### DATA RECORDS
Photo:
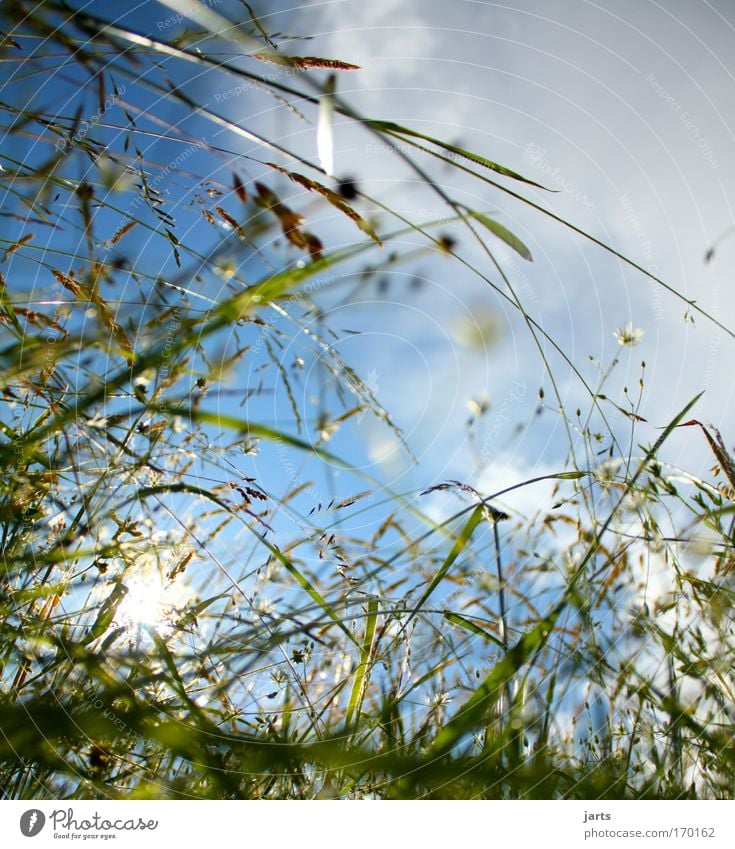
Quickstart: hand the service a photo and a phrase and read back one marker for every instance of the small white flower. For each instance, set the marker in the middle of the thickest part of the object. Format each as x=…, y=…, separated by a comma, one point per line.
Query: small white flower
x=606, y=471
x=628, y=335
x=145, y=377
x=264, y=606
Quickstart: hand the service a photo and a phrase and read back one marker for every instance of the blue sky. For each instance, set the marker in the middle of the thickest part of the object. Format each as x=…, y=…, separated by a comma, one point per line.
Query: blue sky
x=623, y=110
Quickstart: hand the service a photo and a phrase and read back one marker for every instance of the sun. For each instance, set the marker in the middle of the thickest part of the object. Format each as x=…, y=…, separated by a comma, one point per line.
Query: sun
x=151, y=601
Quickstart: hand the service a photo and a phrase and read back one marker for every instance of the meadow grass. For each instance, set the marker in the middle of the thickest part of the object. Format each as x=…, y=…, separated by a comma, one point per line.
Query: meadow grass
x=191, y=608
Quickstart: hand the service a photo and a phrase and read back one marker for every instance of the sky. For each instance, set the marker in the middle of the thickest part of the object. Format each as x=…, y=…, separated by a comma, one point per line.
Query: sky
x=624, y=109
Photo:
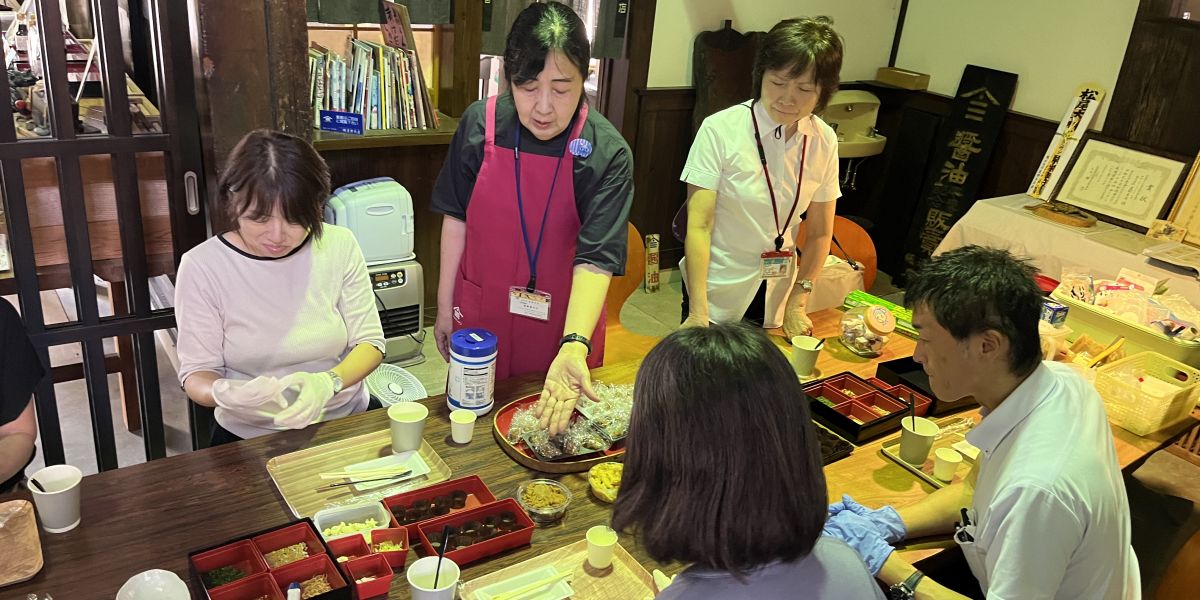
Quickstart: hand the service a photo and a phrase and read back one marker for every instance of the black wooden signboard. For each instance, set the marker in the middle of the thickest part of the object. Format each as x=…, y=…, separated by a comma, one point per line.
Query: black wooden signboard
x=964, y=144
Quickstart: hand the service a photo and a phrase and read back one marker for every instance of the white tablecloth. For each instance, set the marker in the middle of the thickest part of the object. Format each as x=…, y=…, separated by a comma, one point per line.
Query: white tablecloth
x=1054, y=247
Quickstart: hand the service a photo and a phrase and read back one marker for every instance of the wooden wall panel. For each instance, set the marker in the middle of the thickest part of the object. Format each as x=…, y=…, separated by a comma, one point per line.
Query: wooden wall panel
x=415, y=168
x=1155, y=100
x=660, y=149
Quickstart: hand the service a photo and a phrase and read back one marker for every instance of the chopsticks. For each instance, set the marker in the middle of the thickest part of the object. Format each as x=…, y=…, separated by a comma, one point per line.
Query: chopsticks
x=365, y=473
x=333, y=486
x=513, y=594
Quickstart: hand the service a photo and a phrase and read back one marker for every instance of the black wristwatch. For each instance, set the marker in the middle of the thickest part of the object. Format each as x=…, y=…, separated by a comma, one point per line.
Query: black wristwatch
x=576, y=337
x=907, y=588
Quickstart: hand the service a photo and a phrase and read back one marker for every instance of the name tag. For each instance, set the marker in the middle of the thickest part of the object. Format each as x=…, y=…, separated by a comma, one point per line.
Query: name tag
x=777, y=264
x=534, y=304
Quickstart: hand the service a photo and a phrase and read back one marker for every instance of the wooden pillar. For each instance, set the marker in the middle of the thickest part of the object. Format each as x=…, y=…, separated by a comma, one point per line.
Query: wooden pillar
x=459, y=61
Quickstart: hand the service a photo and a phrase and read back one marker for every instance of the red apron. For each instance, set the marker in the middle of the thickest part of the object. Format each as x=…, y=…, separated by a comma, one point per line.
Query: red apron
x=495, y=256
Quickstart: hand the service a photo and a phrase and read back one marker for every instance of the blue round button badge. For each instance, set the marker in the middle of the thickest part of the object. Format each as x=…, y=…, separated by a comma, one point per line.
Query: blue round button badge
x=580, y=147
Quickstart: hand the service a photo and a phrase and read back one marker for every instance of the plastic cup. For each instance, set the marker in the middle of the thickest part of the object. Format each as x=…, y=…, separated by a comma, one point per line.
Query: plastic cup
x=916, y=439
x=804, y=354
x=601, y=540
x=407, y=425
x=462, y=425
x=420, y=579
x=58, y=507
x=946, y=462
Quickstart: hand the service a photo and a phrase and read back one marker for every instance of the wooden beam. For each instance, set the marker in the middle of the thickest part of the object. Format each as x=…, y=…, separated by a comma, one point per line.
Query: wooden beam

### EXERCISE DETAILS
Reproduce, character for character, only the lines of the preceding data that start at the line with "Query: red apron" and end at the line with "of the plastic", both included.

### SOLUTION TO THE PROBLEM
Query: red apron
x=495, y=256
Quickstart: hand the service a photo and a phrase and read back one marker for every instance of the blue round button badge. For each instance, set the marker in the middle of the thickest part of the object. Format each as x=…, y=…, separated by a comma, one point per line.
Query: blue round button badge
x=580, y=147
Quickstart: hand the service a photo and a phrase and read back one marker for every instance of the plastic cup. For each instance, set the marker in the middle of the thickest part of the object. Format each as x=…, y=…, separated by a comma, one point per line.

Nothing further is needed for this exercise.